◆ **WHAT TO WORK ON**: Pick out each line of the data below that contains the string "ocean", matching it case-sensitively, and copy those lines.

Records from a data collection:

## start

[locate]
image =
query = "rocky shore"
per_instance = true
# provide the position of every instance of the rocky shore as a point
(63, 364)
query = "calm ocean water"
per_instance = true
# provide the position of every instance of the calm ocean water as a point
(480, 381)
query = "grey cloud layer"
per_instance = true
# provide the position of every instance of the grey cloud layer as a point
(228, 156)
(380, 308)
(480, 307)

## end
## start

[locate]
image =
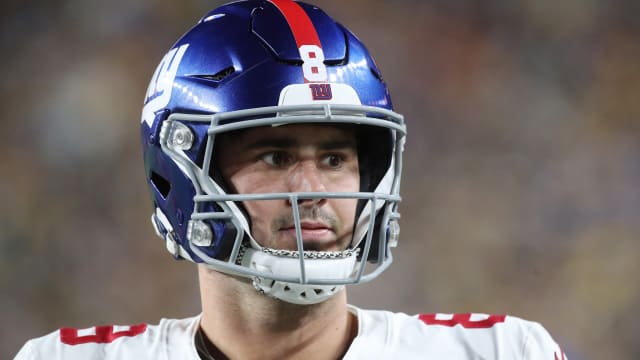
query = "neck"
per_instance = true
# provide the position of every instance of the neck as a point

## end
## start

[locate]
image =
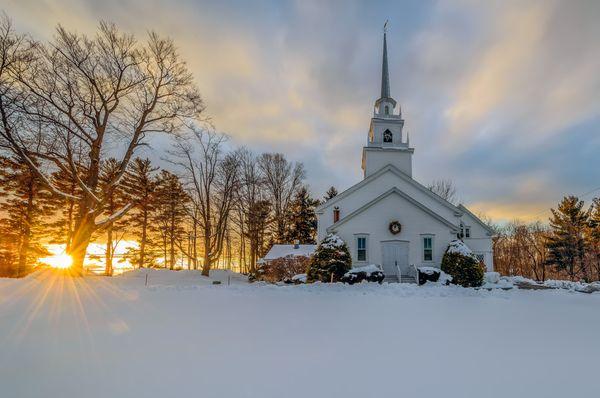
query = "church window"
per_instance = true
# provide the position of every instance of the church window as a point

## end

◆ **EXERCISE SOLUTION**:
query = "calm ocean water"
# provide the position of every instance of the calm ocean water as a point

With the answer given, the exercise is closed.